SOURCE EXCERPT:
--

It's soon clear that what Spider remembers may or may not be true. When he watches his mother apply lipstick or swirl in a slip (asking Spider if he thinks his father will like it), it's hard to tell if she is consciously forcing him to acknowledge her sexuality. Is he appalled by her female flesh or enthralled or both? When his father brings a lewd, sluttish blonde home (also Richardson) and says she's the boy's new stepmom, we have no idea if this is fact or fiction, a real incident or some demented internalization of his parents' relationship.

Admittedly, the Freudian-fueled plot is skin deep. But it's presented with such daring intricacy, with such precise distress and nightmarish intelligence that everything in the movie comes to seem terrifyingly portentous. Cronenberg lets his grim tale out in drizzles and dabs. We're immersed in the movie's stark minimalism, dizzied by the long, slow camera glides that recall "The Long Day Closes" in their peeling wallpaper and hushed melancholy.

Cronenberg has made Spider a character out of Samuel Beckett (Fiennes even has the writer's shock of hair), placed him in a Harold Pinter play (with its chokes and pauses and drips of dialogue) and set the whole thing in an airless '50s-kitchen-sink landscape. This no-frills direction drenches us in images almost tactile in their anguish: Spider, sitting alone on a gray day, silhouetted against a desolate canal and mumble-singing "Silent Night" to himself.

Fiennes gives a towering performance, an acute character study that masterfully conveys the immensity of this man's pain, terror and confusion. Breathing in small, shallow gasps, his haunted eyes fixed on some unknowable torment, Spider is a madman trapped -- hiding? -- in the cobwebs of his mind. Every day, he stops by a drab little cafe where he sits alone and slowly pours sugar in his coffee. Of all the things we see in this movie, this is the most heartbreaking. Does he enjoy this moment? Does the sugar give him pleasure?

--

SHORT PROBLEM:
Condense the paragraph of the film review that begins "Cronenberg has made Spider" into a short bulleted list that keeps its main facts. The material that comes next is separate from the review.

EXCERPTED RECORDS:
--

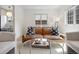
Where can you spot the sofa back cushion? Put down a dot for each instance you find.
(38, 30)
(46, 31)
(73, 36)
(43, 30)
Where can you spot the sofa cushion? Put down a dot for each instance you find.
(52, 37)
(38, 30)
(46, 31)
(43, 30)
(6, 46)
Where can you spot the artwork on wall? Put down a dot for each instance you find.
(41, 19)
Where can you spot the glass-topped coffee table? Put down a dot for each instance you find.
(51, 47)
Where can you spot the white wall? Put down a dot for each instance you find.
(19, 20)
(19, 23)
(29, 16)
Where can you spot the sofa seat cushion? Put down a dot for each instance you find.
(52, 37)
(74, 45)
(38, 36)
(6, 46)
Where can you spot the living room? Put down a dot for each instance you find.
(39, 18)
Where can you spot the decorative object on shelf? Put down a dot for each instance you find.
(30, 31)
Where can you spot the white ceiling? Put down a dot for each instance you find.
(56, 9)
(46, 6)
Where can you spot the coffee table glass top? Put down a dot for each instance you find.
(41, 46)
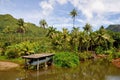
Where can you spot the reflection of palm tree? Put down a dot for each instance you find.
(73, 13)
(102, 38)
(43, 23)
(87, 28)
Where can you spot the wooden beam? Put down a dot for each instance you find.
(37, 64)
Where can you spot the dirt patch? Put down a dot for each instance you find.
(7, 65)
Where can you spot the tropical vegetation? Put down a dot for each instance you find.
(19, 38)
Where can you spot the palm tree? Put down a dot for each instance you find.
(74, 41)
(21, 28)
(87, 28)
(73, 13)
(51, 32)
(43, 23)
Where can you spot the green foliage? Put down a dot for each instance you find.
(66, 59)
(23, 48)
(99, 50)
(85, 55)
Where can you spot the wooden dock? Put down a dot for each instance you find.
(37, 59)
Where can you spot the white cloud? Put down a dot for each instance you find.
(62, 1)
(95, 11)
(47, 7)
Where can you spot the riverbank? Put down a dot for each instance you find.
(7, 65)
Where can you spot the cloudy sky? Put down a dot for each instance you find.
(56, 12)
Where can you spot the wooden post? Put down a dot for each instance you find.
(37, 64)
(46, 63)
(26, 65)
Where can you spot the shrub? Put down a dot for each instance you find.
(66, 59)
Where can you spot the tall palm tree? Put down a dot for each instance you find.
(74, 41)
(73, 13)
(87, 28)
(43, 23)
(21, 28)
(51, 32)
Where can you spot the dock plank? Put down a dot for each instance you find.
(36, 56)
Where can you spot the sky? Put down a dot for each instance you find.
(57, 12)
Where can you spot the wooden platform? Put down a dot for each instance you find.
(37, 59)
(36, 56)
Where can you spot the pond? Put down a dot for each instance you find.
(89, 70)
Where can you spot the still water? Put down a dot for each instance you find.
(89, 70)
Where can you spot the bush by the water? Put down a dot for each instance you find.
(66, 59)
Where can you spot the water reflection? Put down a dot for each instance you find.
(89, 70)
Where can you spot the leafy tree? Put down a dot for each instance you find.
(51, 32)
(43, 23)
(73, 13)
(21, 28)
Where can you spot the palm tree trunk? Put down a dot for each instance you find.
(73, 21)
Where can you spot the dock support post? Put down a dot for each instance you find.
(38, 64)
(26, 65)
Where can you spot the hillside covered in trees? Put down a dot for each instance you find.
(21, 38)
(115, 28)
(9, 24)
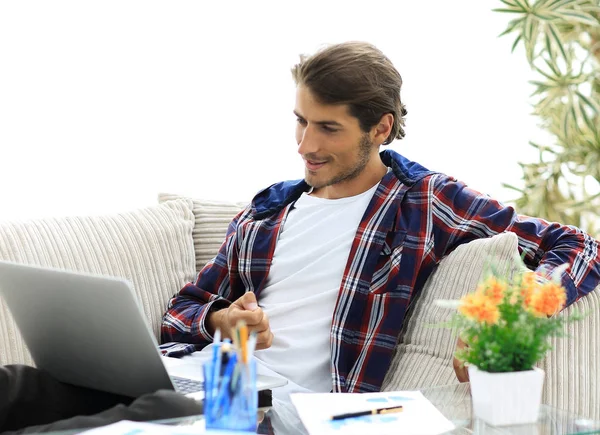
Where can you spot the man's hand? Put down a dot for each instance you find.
(245, 308)
(459, 368)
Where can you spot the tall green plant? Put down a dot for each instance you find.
(562, 44)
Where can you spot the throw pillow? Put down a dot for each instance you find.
(151, 247)
(423, 356)
(212, 220)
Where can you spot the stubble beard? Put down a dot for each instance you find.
(364, 155)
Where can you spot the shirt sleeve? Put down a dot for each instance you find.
(461, 214)
(185, 319)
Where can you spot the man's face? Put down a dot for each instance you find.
(334, 148)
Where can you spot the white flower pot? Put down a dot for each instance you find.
(503, 399)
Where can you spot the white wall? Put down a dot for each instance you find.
(105, 103)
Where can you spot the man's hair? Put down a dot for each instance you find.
(359, 75)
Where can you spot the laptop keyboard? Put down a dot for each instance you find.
(186, 386)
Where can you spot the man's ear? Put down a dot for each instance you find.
(382, 130)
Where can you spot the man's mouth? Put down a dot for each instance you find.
(314, 165)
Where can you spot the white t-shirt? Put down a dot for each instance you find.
(303, 283)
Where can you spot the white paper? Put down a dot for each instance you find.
(418, 417)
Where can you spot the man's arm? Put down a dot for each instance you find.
(461, 214)
(189, 317)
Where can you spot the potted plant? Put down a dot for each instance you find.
(505, 324)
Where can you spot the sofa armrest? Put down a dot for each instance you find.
(573, 366)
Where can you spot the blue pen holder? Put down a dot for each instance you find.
(231, 399)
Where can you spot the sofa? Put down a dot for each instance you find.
(161, 247)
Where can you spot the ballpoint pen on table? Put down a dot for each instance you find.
(390, 410)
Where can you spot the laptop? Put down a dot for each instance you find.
(90, 331)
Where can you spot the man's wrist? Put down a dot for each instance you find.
(213, 320)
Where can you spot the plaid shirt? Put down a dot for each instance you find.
(414, 219)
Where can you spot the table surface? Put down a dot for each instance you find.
(454, 402)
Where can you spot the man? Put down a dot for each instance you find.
(32, 401)
(325, 268)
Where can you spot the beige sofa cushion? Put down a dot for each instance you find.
(212, 220)
(423, 357)
(424, 353)
(152, 247)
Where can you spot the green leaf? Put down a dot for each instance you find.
(580, 17)
(559, 4)
(554, 34)
(517, 39)
(508, 11)
(510, 3)
(592, 105)
(521, 5)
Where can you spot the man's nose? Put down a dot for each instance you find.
(307, 142)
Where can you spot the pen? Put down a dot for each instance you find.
(390, 410)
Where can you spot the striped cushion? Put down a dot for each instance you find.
(152, 247)
(423, 357)
(212, 220)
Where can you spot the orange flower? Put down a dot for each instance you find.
(548, 299)
(494, 289)
(477, 306)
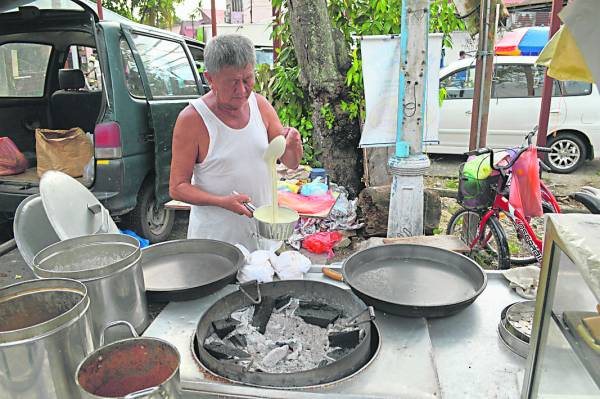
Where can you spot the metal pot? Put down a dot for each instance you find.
(45, 331)
(130, 368)
(109, 266)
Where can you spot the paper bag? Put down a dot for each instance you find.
(67, 151)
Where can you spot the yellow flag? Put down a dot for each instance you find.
(563, 58)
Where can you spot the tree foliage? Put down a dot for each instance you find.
(159, 13)
(352, 18)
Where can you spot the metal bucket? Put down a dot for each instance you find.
(130, 368)
(110, 267)
(45, 331)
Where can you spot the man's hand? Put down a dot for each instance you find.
(235, 204)
(293, 148)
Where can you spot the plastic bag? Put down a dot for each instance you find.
(12, 161)
(257, 266)
(322, 242)
(525, 194)
(306, 205)
(290, 265)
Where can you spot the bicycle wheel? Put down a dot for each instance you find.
(491, 249)
(520, 252)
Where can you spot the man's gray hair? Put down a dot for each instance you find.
(228, 50)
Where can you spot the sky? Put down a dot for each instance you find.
(187, 6)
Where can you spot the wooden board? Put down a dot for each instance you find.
(183, 206)
(450, 243)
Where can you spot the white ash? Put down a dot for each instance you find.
(289, 344)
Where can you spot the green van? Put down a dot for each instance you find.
(121, 82)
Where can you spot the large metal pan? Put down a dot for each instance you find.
(182, 270)
(414, 280)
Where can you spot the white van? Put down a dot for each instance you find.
(574, 125)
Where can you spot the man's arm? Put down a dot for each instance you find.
(293, 148)
(190, 144)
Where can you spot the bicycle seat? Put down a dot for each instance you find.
(589, 199)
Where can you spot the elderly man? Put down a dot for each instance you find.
(218, 146)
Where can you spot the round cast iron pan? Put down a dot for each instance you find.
(188, 269)
(414, 280)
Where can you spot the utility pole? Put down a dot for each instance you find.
(409, 163)
(548, 82)
(213, 18)
(484, 68)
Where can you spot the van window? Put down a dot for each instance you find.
(85, 59)
(459, 84)
(23, 68)
(511, 80)
(167, 67)
(573, 88)
(132, 74)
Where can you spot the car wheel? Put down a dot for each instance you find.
(149, 220)
(568, 152)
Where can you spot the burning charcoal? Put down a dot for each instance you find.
(318, 314)
(238, 340)
(223, 351)
(224, 326)
(282, 301)
(344, 339)
(275, 356)
(262, 314)
(338, 353)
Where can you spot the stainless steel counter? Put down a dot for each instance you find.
(455, 357)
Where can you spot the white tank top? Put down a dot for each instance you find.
(234, 161)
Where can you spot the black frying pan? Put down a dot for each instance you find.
(413, 280)
(182, 270)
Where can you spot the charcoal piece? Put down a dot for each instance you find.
(281, 301)
(318, 314)
(224, 326)
(262, 313)
(224, 351)
(344, 339)
(339, 353)
(238, 340)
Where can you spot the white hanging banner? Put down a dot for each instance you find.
(381, 68)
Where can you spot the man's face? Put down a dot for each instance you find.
(232, 86)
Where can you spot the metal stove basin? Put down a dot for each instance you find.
(375, 347)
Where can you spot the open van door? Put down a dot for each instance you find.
(170, 82)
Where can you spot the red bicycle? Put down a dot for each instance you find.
(497, 234)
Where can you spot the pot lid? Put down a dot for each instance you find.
(72, 210)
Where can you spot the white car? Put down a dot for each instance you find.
(574, 125)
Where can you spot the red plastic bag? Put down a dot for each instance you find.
(304, 205)
(12, 161)
(322, 242)
(525, 193)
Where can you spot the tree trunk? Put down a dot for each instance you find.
(323, 58)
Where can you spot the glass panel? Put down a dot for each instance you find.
(86, 59)
(539, 72)
(460, 84)
(167, 67)
(23, 69)
(573, 88)
(132, 75)
(511, 81)
(53, 4)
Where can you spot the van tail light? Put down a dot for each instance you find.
(107, 141)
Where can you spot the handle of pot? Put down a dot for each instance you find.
(117, 323)
(332, 274)
(258, 294)
(143, 393)
(99, 209)
(248, 205)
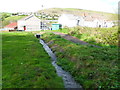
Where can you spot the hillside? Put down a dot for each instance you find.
(79, 12)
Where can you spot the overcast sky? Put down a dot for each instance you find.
(35, 5)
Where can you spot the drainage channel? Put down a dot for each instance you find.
(69, 82)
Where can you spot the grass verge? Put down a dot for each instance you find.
(91, 67)
(26, 64)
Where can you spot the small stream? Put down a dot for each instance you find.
(69, 82)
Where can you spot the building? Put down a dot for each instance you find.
(29, 23)
(11, 26)
(70, 20)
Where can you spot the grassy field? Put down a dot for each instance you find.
(25, 64)
(80, 12)
(11, 19)
(96, 36)
(91, 67)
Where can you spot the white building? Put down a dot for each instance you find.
(29, 23)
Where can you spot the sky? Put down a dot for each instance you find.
(35, 5)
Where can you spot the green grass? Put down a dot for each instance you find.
(91, 67)
(96, 36)
(11, 19)
(25, 63)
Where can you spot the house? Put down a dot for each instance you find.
(29, 23)
(11, 26)
(70, 20)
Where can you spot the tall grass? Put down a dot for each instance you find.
(25, 63)
(98, 36)
(91, 67)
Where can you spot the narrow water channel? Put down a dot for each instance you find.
(69, 82)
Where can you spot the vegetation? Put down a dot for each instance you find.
(91, 67)
(97, 36)
(25, 63)
(8, 20)
(79, 12)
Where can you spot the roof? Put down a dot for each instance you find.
(12, 25)
(28, 17)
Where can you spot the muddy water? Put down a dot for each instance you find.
(69, 82)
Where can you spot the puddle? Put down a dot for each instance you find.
(69, 82)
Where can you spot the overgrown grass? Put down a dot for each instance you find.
(11, 19)
(91, 67)
(25, 63)
(97, 36)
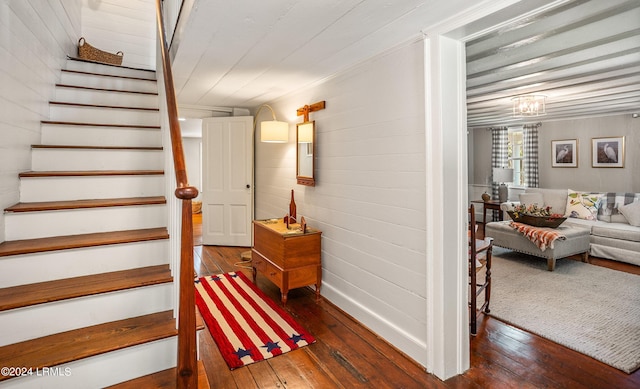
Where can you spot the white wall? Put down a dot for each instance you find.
(369, 198)
(122, 25)
(35, 37)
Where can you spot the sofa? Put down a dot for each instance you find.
(612, 218)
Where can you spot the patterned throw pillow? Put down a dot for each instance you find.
(632, 213)
(611, 202)
(583, 205)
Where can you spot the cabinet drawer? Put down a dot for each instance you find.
(273, 274)
(303, 276)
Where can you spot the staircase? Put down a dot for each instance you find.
(87, 294)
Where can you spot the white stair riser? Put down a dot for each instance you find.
(55, 265)
(58, 134)
(27, 323)
(92, 159)
(103, 82)
(99, 115)
(120, 99)
(106, 369)
(31, 225)
(93, 187)
(106, 69)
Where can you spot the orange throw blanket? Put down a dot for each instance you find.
(541, 237)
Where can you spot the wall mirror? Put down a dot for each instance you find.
(305, 150)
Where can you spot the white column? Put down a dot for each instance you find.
(447, 198)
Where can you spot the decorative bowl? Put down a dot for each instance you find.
(537, 221)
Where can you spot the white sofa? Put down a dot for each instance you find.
(612, 235)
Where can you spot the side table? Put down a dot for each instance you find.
(491, 204)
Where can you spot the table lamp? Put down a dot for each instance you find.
(502, 175)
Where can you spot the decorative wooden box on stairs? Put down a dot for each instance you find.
(87, 290)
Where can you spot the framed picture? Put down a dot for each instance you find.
(607, 152)
(564, 153)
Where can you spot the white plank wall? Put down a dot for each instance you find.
(122, 25)
(35, 37)
(369, 199)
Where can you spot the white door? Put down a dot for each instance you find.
(227, 169)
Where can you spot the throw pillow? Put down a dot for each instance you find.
(531, 198)
(608, 210)
(632, 213)
(583, 205)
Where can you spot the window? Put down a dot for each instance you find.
(515, 154)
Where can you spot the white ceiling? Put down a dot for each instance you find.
(243, 53)
(583, 55)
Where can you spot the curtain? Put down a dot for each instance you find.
(499, 154)
(530, 139)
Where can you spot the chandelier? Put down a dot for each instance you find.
(529, 105)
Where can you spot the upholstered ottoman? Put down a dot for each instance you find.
(576, 241)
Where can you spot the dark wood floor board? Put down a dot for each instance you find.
(306, 370)
(348, 355)
(354, 354)
(392, 354)
(548, 358)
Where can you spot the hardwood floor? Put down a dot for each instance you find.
(348, 355)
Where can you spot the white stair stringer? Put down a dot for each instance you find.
(105, 369)
(80, 159)
(42, 224)
(79, 134)
(26, 323)
(53, 265)
(107, 115)
(34, 189)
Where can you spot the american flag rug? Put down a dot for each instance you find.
(246, 325)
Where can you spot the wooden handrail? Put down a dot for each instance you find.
(187, 369)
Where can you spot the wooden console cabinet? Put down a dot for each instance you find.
(287, 257)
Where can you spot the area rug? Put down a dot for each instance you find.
(587, 308)
(246, 325)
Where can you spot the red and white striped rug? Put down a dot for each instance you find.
(246, 325)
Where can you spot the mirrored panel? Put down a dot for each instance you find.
(305, 149)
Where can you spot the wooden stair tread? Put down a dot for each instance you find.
(105, 89)
(78, 59)
(65, 103)
(99, 124)
(85, 342)
(108, 75)
(29, 246)
(79, 204)
(44, 292)
(165, 379)
(88, 173)
(84, 147)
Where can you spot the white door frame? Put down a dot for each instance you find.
(232, 191)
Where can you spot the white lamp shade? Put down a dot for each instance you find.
(274, 131)
(305, 132)
(502, 175)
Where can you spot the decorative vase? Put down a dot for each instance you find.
(292, 209)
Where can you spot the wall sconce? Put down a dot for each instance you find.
(272, 131)
(529, 105)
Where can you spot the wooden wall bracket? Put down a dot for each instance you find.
(304, 111)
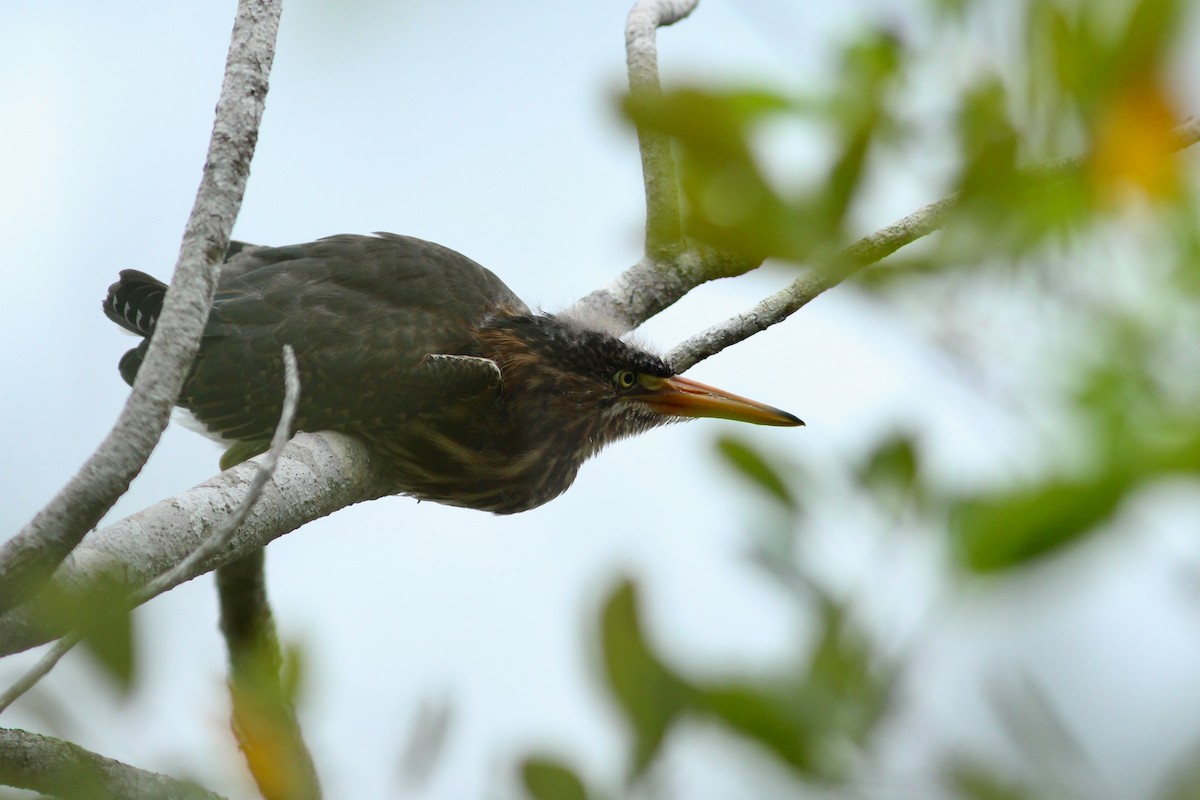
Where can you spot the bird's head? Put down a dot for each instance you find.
(600, 388)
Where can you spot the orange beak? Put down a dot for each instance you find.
(679, 396)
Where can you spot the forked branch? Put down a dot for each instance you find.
(29, 558)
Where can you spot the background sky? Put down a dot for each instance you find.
(490, 127)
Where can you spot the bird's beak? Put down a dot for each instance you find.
(679, 396)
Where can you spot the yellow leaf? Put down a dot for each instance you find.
(1134, 143)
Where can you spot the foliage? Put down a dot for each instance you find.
(1111, 368)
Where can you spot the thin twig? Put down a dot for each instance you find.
(205, 551)
(264, 719)
(30, 761)
(864, 252)
(29, 558)
(664, 229)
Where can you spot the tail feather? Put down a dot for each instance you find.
(135, 301)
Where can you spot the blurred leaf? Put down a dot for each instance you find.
(1005, 531)
(293, 671)
(551, 780)
(647, 692)
(768, 720)
(892, 470)
(109, 639)
(100, 611)
(821, 713)
(754, 467)
(1134, 140)
(973, 781)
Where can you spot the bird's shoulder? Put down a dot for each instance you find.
(353, 277)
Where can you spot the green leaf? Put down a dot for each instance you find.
(551, 780)
(109, 641)
(647, 692)
(755, 468)
(769, 720)
(892, 468)
(1005, 531)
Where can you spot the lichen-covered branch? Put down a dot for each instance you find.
(29, 558)
(664, 229)
(30, 761)
(317, 475)
(207, 548)
(869, 250)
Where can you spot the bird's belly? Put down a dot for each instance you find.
(432, 465)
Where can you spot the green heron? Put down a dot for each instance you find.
(466, 396)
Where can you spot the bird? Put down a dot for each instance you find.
(465, 395)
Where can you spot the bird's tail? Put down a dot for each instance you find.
(135, 301)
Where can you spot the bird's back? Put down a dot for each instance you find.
(364, 314)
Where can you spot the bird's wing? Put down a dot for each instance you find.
(382, 328)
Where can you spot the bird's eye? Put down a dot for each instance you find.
(625, 379)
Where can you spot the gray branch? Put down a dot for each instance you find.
(867, 251)
(209, 547)
(663, 226)
(29, 558)
(317, 475)
(29, 761)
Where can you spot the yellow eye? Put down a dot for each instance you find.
(625, 379)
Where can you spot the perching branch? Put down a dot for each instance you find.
(317, 475)
(31, 555)
(29, 761)
(263, 717)
(207, 548)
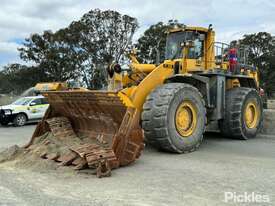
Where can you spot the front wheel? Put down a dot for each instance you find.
(20, 120)
(174, 118)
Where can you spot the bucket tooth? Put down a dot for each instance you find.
(92, 129)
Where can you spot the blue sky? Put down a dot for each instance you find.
(231, 18)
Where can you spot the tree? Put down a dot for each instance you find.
(153, 41)
(261, 53)
(82, 50)
(100, 38)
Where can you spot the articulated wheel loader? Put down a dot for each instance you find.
(169, 105)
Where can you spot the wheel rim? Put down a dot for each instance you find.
(21, 120)
(251, 115)
(186, 118)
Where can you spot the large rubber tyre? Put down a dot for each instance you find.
(234, 123)
(159, 113)
(20, 120)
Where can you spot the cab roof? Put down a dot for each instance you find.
(189, 28)
(34, 97)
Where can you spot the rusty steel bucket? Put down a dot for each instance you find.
(107, 133)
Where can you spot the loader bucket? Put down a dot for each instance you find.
(98, 130)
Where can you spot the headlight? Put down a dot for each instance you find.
(7, 112)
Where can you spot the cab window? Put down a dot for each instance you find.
(196, 51)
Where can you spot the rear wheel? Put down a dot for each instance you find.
(174, 118)
(20, 120)
(244, 113)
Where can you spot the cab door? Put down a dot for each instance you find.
(36, 109)
(195, 57)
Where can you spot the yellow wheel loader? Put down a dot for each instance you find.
(169, 105)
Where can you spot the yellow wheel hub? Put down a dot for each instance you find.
(186, 118)
(251, 115)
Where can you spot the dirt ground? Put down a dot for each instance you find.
(200, 178)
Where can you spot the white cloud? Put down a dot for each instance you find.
(231, 19)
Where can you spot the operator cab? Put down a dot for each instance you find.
(194, 46)
(175, 43)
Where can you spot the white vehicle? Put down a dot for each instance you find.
(23, 110)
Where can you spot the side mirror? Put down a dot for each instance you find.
(201, 37)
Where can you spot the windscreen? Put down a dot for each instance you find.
(22, 101)
(173, 44)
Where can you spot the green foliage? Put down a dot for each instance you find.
(261, 53)
(79, 52)
(153, 41)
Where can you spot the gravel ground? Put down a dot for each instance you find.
(200, 178)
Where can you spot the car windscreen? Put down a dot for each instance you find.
(22, 101)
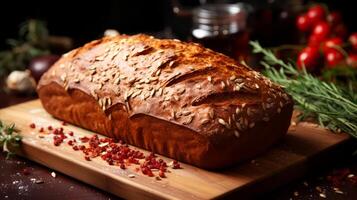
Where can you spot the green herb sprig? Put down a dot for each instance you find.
(9, 137)
(332, 106)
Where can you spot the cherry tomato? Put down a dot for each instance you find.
(340, 30)
(331, 43)
(333, 57)
(308, 57)
(314, 41)
(353, 40)
(334, 18)
(316, 14)
(302, 23)
(321, 31)
(352, 60)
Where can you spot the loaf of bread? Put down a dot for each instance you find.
(173, 98)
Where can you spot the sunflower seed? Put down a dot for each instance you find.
(236, 133)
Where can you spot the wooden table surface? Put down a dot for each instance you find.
(17, 177)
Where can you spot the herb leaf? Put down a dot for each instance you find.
(332, 106)
(9, 137)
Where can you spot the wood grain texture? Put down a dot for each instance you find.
(285, 161)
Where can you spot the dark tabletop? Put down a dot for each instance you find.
(24, 179)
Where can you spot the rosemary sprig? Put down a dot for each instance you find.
(9, 137)
(332, 106)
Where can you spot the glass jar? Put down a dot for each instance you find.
(223, 28)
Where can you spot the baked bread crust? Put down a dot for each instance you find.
(173, 98)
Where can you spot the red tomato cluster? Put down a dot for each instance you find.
(326, 33)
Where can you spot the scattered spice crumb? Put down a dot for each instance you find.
(306, 184)
(115, 153)
(53, 174)
(39, 181)
(318, 188)
(296, 193)
(26, 171)
(322, 195)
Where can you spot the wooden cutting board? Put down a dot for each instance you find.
(305, 145)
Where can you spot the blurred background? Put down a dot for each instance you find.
(86, 20)
(31, 29)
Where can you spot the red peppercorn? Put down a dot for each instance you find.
(122, 166)
(302, 23)
(84, 139)
(308, 57)
(32, 125)
(331, 43)
(333, 57)
(353, 40)
(176, 166)
(316, 14)
(162, 174)
(352, 60)
(340, 30)
(26, 171)
(334, 18)
(321, 31)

--

OUTPUT BELOW:
- Cronenberg makes Spider a Samuel Beckett character; Fiennes even has Beckett's shock of hair.
- He places Spider in a Harold Pinter play, with its chokes, pauses and drips of dialogue.
- The setting is an airless '50s kitchen-sink landscape.
- The no-frills direction produces images of almost tactile anguish, such as Spider sitting alone on a gray day, silhouetted against a desolate canal, mumble-singing "Silent Night" to himself.